───── Supplied records

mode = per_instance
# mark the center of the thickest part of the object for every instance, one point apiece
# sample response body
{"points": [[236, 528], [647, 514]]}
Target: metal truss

──────────

Set exercise: Convert the lines of the records above into a JSON list of strings, with one string for each line and no blank lines.

Answer to this problem:
[
  "mode = per_instance",
  "# mark the center of the thickest part of the object for every instance, one point apiece",
  "# sample response body",
  "{\"points\": [[236, 528], [647, 514]]}",
  "Target: metal truss"
]